## Given problem
Transcribe exactly the entries from the "the apartment building" line to the end, both included, minus pictures.

--- Start Records supplied ---

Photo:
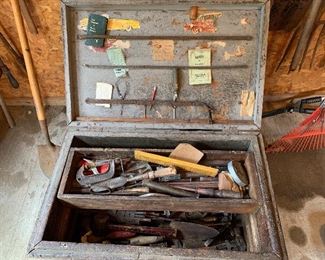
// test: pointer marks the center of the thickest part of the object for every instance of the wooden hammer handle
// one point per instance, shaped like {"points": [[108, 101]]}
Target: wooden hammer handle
{"points": [[167, 161]]}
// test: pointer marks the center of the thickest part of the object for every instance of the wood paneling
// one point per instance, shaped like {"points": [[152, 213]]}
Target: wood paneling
{"points": [[47, 51], [46, 48]]}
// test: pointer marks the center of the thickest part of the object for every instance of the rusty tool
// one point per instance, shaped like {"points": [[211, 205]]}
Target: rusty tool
{"points": [[5, 70], [164, 188], [176, 81], [146, 103], [214, 193], [195, 184], [159, 231], [306, 34], [120, 181], [119, 93], [88, 180], [238, 173]]}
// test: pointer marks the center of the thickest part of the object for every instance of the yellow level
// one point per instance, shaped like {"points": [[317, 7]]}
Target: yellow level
{"points": [[167, 161]]}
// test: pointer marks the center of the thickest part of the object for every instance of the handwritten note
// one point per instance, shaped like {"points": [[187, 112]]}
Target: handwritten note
{"points": [[199, 57], [116, 57], [162, 50]]}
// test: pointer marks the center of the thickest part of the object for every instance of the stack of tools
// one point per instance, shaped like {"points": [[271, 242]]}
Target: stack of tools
{"points": [[219, 231], [149, 175]]}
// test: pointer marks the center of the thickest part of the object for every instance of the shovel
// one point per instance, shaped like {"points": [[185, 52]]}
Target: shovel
{"points": [[47, 153]]}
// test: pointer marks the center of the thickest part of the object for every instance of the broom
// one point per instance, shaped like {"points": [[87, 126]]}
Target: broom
{"points": [[309, 135]]}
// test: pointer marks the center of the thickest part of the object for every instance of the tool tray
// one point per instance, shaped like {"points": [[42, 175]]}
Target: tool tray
{"points": [[222, 119]]}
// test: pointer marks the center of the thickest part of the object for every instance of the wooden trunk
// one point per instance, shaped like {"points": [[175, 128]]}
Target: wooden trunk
{"points": [[228, 135]]}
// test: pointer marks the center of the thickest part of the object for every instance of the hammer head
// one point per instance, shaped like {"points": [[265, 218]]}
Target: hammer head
{"points": [[238, 173]]}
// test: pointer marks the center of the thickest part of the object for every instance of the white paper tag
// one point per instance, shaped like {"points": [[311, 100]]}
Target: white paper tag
{"points": [[104, 91]]}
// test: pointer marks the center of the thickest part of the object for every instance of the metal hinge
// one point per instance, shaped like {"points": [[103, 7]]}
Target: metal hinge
{"points": [[231, 130]]}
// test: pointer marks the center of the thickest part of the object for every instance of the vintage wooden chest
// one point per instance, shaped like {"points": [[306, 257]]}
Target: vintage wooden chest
{"points": [[218, 111]]}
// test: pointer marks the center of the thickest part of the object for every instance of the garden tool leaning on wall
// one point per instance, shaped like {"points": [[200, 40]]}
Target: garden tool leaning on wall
{"points": [[47, 153]]}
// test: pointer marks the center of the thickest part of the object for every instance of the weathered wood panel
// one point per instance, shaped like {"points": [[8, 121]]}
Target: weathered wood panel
{"points": [[46, 48]]}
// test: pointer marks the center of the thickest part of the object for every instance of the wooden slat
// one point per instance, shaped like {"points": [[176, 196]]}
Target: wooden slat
{"points": [[101, 251], [89, 201]]}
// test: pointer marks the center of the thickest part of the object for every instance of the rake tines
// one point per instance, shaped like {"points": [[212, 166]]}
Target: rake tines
{"points": [[309, 135]]}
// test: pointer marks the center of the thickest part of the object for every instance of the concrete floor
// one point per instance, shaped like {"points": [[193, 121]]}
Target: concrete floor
{"points": [[298, 191]]}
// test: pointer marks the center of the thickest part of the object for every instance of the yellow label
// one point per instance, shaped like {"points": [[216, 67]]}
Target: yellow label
{"points": [[197, 58], [114, 24]]}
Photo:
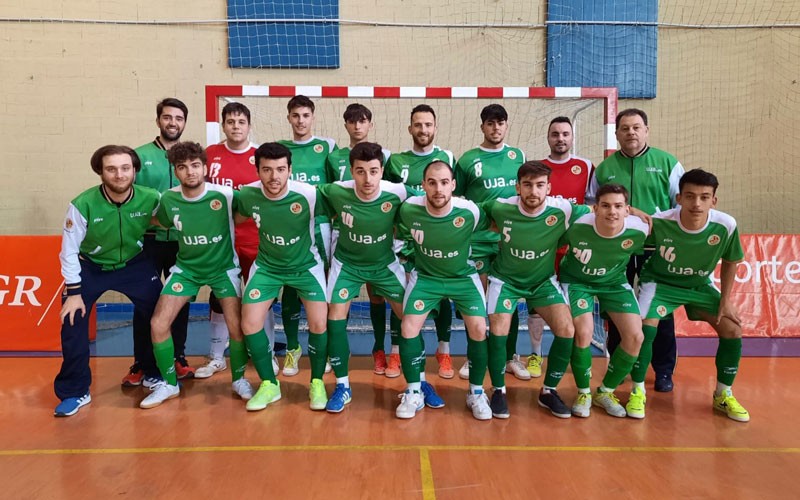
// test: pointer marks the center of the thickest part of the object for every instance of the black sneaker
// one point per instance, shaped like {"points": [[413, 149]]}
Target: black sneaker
{"points": [[552, 402], [499, 404]]}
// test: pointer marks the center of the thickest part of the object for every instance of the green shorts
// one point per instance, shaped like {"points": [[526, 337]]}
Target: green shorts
{"points": [[659, 300], [345, 281], [616, 299], [263, 285], [502, 297], [424, 293], [183, 284]]}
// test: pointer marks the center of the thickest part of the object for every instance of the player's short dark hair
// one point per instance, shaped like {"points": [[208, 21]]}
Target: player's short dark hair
{"points": [[357, 112], [182, 151], [423, 108], [366, 151], [300, 101], [494, 112], [631, 112], [437, 162], [235, 108], [171, 102], [273, 151], [699, 177], [612, 189], [533, 168], [97, 158], [559, 119]]}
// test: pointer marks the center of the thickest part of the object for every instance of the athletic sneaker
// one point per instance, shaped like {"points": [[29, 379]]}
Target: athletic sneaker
{"points": [[266, 394], [393, 366], [609, 402], [499, 404], [213, 366], [160, 392], [339, 399], [182, 368], [516, 367], [379, 365], [70, 406], [134, 376], [535, 365], [463, 372], [478, 402], [727, 404], [583, 405], [635, 406], [431, 398], [242, 388], [550, 399], [290, 362], [317, 395], [410, 403], [445, 365]]}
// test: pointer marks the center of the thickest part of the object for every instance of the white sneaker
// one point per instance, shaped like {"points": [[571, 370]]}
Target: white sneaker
{"points": [[518, 368], [479, 404], [243, 389], [463, 372], [213, 366], [161, 392], [410, 404]]}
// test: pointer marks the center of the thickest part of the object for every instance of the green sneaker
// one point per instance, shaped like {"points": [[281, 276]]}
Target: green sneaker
{"points": [[635, 406], [727, 404], [317, 394], [267, 393]]}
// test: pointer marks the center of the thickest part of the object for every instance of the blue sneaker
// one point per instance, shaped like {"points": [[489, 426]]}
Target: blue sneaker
{"points": [[70, 406], [432, 399], [339, 399]]}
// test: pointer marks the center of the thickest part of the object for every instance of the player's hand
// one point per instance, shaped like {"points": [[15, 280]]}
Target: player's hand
{"points": [[728, 310], [73, 304]]}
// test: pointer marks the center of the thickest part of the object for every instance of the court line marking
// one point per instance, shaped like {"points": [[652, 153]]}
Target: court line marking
{"points": [[375, 448]]}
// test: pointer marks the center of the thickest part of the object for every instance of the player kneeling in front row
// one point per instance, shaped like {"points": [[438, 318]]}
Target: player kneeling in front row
{"points": [[365, 209], [600, 245], [202, 214], [441, 228], [691, 239], [284, 212]]}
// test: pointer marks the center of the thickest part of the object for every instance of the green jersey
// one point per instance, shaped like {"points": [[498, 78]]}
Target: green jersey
{"points": [[407, 167], [598, 260], [338, 164], [285, 226], [442, 243], [686, 258], [365, 227], [308, 159], [156, 173], [106, 233], [528, 242], [205, 227]]}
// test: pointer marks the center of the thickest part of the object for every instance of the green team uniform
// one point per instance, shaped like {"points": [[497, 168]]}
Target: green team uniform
{"points": [[205, 245], [595, 266], [286, 251], [487, 174]]}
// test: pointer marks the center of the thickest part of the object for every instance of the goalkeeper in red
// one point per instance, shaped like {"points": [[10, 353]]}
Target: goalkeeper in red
{"points": [[690, 240]]}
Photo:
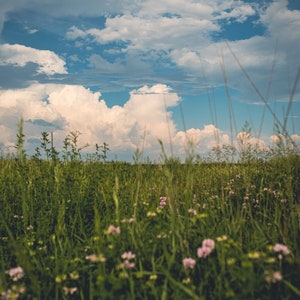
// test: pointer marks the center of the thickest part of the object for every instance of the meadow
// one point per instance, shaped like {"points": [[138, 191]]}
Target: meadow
{"points": [[207, 228]]}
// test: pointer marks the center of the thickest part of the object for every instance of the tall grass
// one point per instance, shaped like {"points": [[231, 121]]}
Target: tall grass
{"points": [[92, 229]]}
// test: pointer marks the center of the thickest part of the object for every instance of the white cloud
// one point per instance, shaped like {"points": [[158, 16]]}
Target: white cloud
{"points": [[140, 122], [20, 55], [67, 108]]}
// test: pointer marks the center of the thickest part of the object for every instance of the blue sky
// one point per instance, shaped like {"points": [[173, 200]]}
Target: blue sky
{"points": [[131, 72]]}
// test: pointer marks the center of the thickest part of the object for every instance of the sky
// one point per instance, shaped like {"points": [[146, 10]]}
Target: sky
{"points": [[132, 72]]}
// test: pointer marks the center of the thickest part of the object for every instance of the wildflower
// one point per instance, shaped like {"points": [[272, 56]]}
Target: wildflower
{"points": [[113, 230], [16, 273], [69, 291], [128, 255], [281, 248], [208, 246], [272, 277], [222, 238], [74, 275], [131, 220], [151, 214], [192, 211], [126, 264], [208, 243], [163, 202], [153, 277], [188, 263], [254, 255], [96, 258]]}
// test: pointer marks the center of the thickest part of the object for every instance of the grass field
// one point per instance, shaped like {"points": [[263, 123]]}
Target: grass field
{"points": [[74, 228]]}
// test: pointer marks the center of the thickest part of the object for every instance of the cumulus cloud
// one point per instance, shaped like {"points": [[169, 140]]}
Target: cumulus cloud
{"points": [[19, 55], [143, 120], [67, 108]]}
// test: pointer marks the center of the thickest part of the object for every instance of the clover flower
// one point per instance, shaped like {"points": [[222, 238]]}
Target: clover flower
{"points": [[128, 255], [96, 258], [69, 291], [113, 230], [281, 248], [163, 202], [188, 263], [15, 273], [208, 245], [127, 263], [192, 211]]}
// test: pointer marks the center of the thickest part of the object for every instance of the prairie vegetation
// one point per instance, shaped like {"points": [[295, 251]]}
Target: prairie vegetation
{"points": [[208, 228]]}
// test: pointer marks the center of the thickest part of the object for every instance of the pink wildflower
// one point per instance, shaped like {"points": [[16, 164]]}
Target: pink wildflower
{"points": [[126, 264], [208, 245], [163, 202], [281, 248], [128, 255], [96, 258], [16, 273], [69, 291], [188, 263], [192, 211], [113, 230], [272, 277]]}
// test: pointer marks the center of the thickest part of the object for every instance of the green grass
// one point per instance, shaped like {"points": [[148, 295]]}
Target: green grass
{"points": [[56, 212]]}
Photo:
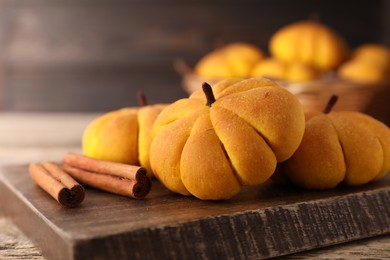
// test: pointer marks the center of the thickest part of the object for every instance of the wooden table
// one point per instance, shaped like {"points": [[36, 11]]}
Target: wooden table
{"points": [[27, 137]]}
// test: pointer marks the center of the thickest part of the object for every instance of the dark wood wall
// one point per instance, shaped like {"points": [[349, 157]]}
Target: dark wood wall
{"points": [[86, 55]]}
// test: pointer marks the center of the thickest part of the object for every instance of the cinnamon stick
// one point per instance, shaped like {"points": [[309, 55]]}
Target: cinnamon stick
{"points": [[118, 178], [57, 183]]}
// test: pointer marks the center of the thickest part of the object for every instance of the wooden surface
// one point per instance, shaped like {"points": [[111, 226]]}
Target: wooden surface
{"points": [[264, 221], [27, 137]]}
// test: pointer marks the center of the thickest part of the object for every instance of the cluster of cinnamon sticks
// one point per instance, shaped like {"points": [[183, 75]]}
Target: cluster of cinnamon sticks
{"points": [[61, 181]]}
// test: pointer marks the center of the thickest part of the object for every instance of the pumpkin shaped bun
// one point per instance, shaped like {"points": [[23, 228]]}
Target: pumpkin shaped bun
{"points": [[339, 147], [122, 135], [309, 42], [211, 143], [231, 60]]}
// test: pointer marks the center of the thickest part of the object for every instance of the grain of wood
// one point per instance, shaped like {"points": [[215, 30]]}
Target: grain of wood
{"points": [[14, 244]]}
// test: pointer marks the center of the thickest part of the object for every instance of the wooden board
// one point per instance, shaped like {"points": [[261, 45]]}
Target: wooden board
{"points": [[262, 221]]}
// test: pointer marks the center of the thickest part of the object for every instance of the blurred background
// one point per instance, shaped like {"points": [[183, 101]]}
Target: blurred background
{"points": [[94, 55]]}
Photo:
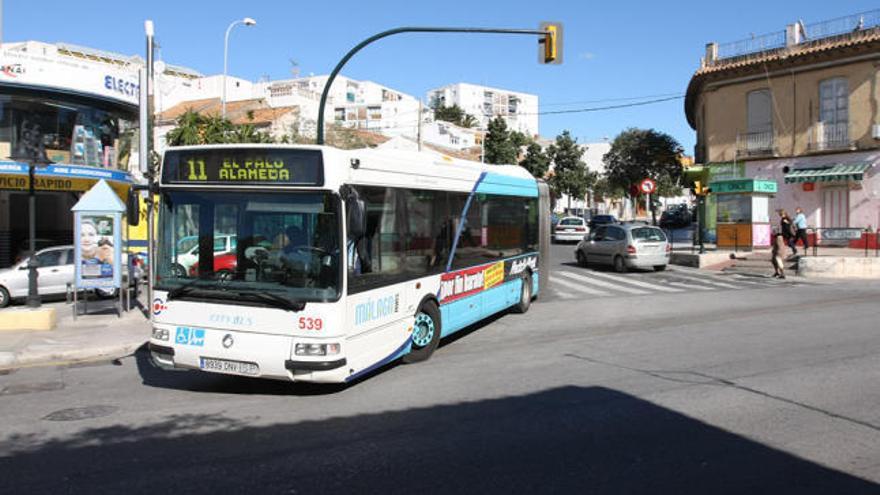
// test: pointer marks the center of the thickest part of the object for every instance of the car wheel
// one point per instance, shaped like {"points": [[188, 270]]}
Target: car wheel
{"points": [[107, 294], [619, 264], [426, 333], [4, 297], [525, 295], [178, 271]]}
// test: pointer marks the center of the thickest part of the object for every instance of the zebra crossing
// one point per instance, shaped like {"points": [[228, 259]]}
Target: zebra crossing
{"points": [[571, 282]]}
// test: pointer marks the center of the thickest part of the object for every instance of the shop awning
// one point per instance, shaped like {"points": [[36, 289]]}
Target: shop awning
{"points": [[840, 172], [62, 177]]}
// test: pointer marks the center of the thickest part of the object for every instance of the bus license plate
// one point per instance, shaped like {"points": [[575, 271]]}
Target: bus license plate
{"points": [[225, 366]]}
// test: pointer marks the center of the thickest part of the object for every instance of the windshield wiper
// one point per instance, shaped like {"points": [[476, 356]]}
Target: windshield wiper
{"points": [[182, 289], [275, 300]]}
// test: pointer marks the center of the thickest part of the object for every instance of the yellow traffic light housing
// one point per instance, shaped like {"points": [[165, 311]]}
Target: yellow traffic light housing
{"points": [[550, 45]]}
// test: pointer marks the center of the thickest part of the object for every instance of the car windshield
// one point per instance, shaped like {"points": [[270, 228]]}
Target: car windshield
{"points": [[284, 244], [648, 234]]}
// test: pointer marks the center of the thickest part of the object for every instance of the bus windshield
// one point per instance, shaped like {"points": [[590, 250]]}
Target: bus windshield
{"points": [[268, 248]]}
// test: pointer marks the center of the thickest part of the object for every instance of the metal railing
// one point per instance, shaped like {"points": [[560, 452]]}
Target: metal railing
{"points": [[755, 44], [841, 25], [825, 137], [754, 143], [809, 32], [863, 240]]}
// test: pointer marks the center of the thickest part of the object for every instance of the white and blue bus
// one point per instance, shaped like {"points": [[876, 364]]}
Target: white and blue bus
{"points": [[342, 261]]}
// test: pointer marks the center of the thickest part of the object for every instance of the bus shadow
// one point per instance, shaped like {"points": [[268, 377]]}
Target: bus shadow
{"points": [[561, 440]]}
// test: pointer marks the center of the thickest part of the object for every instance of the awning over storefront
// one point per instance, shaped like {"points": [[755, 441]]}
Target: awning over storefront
{"points": [[62, 178], [839, 172]]}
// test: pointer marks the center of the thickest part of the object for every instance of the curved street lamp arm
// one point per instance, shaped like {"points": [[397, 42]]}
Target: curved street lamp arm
{"points": [[384, 34]]}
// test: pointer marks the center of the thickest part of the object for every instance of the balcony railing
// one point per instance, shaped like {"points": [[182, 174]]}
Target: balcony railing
{"points": [[826, 137], [754, 143]]}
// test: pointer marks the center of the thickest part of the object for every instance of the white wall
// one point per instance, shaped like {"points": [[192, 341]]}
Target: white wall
{"points": [[472, 99]]}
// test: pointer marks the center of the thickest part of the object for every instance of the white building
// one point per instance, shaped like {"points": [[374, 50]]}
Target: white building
{"points": [[519, 110]]}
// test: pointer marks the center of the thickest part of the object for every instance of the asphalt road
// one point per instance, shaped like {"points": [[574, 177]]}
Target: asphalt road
{"points": [[761, 387]]}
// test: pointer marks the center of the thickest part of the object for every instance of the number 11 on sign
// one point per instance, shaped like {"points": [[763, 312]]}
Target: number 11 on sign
{"points": [[193, 164]]}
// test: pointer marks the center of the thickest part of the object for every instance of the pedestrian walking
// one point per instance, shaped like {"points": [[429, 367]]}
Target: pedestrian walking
{"points": [[787, 230], [777, 249], [800, 225]]}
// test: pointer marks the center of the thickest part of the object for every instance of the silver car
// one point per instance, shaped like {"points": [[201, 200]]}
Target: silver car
{"points": [[54, 273], [624, 247]]}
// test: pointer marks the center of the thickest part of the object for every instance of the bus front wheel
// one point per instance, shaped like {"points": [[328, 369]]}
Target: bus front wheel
{"points": [[425, 334]]}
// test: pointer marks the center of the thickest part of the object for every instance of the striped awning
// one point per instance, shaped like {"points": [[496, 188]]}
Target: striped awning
{"points": [[840, 172]]}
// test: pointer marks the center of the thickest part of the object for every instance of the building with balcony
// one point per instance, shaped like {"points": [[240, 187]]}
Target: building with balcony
{"points": [[519, 110], [799, 106]]}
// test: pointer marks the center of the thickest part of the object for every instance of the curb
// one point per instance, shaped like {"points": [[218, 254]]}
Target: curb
{"points": [[72, 356]]}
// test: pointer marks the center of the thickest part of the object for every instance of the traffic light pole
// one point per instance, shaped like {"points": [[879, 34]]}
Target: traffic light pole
{"points": [[390, 32], [33, 297]]}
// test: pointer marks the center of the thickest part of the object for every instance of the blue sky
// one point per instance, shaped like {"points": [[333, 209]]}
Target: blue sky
{"points": [[613, 49]]}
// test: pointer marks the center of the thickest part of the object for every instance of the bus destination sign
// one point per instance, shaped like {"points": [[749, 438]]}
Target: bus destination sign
{"points": [[243, 166]]}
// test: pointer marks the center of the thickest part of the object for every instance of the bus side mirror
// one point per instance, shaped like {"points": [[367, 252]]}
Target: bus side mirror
{"points": [[356, 212], [133, 212]]}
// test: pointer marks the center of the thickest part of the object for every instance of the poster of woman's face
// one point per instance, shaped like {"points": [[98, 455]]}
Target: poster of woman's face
{"points": [[96, 246]]}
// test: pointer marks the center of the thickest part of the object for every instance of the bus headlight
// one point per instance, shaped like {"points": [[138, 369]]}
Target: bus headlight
{"points": [[316, 349]]}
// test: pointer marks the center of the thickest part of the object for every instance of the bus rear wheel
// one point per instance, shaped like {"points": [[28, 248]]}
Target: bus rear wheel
{"points": [[525, 295], [425, 334]]}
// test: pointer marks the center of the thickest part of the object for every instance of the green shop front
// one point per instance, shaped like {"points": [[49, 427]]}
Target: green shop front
{"points": [[742, 212]]}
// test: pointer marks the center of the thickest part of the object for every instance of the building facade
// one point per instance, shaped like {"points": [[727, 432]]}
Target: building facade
{"points": [[519, 110], [82, 104], [799, 107]]}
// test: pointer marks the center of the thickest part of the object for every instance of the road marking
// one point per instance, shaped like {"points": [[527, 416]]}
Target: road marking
{"points": [[689, 286], [601, 283], [705, 281], [632, 281], [579, 288]]}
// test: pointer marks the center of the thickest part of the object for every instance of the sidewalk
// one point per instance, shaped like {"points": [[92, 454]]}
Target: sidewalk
{"points": [[828, 262], [92, 337]]}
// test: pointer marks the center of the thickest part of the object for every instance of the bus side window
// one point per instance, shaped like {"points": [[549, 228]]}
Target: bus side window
{"points": [[378, 257]]}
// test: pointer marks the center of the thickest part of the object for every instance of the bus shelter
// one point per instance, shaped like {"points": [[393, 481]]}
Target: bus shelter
{"points": [[743, 212]]}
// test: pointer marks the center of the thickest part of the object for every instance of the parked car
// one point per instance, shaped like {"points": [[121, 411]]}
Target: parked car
{"points": [[570, 229], [597, 220], [54, 274], [185, 260], [224, 266], [625, 247]]}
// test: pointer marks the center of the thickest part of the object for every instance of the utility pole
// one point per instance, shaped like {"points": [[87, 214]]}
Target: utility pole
{"points": [[419, 131], [146, 156]]}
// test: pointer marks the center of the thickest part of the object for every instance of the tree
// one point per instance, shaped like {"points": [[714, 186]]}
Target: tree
{"points": [[536, 161], [194, 128], [497, 146], [570, 173], [637, 154]]}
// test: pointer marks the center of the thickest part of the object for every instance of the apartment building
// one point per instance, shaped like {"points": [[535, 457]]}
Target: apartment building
{"points": [[798, 106], [519, 110]]}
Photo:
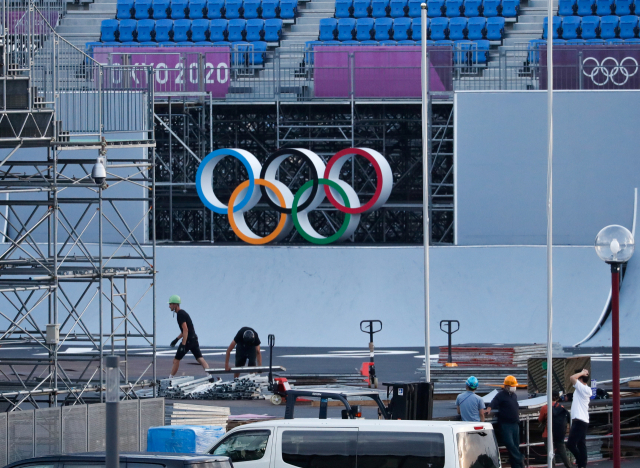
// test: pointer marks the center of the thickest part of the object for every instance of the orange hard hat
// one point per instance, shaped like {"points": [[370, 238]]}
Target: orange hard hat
{"points": [[510, 381]]}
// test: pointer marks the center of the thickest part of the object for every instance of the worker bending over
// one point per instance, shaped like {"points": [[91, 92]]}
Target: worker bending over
{"points": [[247, 344], [188, 336]]}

--- End Records supplied ---

## The output
// test: pointer marks the center of the thickest part of the object for every instance of the apartment building
// one point per instance, shaped like {"points": [[535, 457]]}
Target: apartment building
{"points": [[798, 106], [519, 110]]}
Photo:
// test: pointer marks the center of the thickest part of the object for every instance of the orange hard hat
// one point per instance, shaped like {"points": [[370, 238]]}
Target: orange hard hat
{"points": [[510, 381]]}
// test: pointer marks the center of the thickest part of the object for every instance of the worker bending over
// one point per instance, shaped like {"points": [[91, 92]]}
Target: worker bending over
{"points": [[247, 344], [188, 336]]}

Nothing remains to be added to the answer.